Coordinate annotation records:
..........
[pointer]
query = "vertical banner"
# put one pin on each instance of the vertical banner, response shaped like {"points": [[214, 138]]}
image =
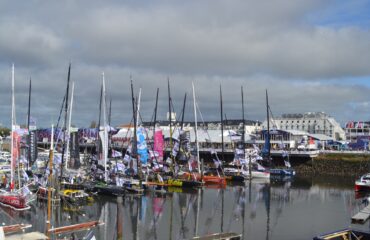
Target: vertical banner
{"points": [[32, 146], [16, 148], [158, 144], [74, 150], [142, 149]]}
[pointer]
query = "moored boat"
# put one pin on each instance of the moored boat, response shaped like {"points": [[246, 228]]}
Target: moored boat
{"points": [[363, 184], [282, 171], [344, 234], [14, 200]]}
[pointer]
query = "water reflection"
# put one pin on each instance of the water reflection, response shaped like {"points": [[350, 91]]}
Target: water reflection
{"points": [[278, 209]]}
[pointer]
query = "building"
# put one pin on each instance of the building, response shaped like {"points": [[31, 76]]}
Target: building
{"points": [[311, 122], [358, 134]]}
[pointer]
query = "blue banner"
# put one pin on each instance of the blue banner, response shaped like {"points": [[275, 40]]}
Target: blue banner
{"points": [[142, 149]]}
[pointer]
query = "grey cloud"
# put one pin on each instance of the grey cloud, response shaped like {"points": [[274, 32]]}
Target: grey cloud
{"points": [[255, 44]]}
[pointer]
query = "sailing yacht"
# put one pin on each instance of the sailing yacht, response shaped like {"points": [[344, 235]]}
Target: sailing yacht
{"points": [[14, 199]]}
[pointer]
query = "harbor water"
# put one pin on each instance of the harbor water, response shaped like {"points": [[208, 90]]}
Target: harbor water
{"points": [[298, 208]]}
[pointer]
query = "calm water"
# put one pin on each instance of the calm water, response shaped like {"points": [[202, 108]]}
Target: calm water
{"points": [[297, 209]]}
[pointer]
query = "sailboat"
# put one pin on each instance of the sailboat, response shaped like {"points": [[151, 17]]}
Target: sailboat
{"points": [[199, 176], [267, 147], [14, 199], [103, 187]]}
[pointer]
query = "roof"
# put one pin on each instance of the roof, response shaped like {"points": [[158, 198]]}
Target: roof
..........
Repeat the material above word for word, please, apart from its images.

- **The output**:
[pointer]
query = "vertical banner"
# put one pin on each instance of the vertical banner, response shaped like {"points": [[214, 138]]}
image =
Target: vertical banner
{"points": [[32, 146], [16, 148], [158, 144], [74, 150], [142, 149]]}
[pointer]
query = "moored boat"
# put one pin on each instance of the moored boat, response shaped like {"points": [[246, 228]]}
Target: moored boat
{"points": [[363, 184], [282, 171], [344, 234], [14, 200]]}
[pointer]
query = "water reflection"
# put one pin on each instance of the water reflection, response shaped like {"points": [[350, 91]]}
Target: water reflection
{"points": [[278, 209]]}
[pointer]
query = "building"
# put one pin on each instance of the building, response shaped like {"points": [[31, 76]]}
Target: building
{"points": [[311, 122], [358, 134]]}
[pointer]
query = "blue banner"
# put one pin on each instance of the blue banner, response shaped like {"points": [[275, 40]]}
Target: blue banner
{"points": [[142, 149]]}
[pointer]
query = "grey cloud"
# put one pin on each instance of the grey cloud, response shaped like {"points": [[274, 32]]}
Target: grey cloud
{"points": [[255, 44]]}
[pointer]
query = "sailing yacht"
# put one pin on each instance of the sailing yacht, response shaped like {"points": [[344, 235]]}
Target: sailing yacht
{"points": [[14, 199]]}
[pointer]
query = "harbor water"
# put one pin on each instance of the harbor water, response shaped like {"points": [[208, 90]]}
Target: harbor water
{"points": [[298, 208]]}
[pointer]
query = "calm water"
# put one pin on each instance of the calm water, response shaped like {"points": [[202, 108]]}
Target: calm water
{"points": [[297, 209]]}
[pointer]
query = "sailboat"
# put one pin on each instance of the sailboat, response shaped like {"points": [[151, 17]]}
Target: sailboat
{"points": [[199, 176], [267, 147], [14, 199], [103, 187]]}
[pointer]
query = "roof"
# put one pin on each instance of the roof, response shaped like {"points": [[158, 198]]}
Target: roof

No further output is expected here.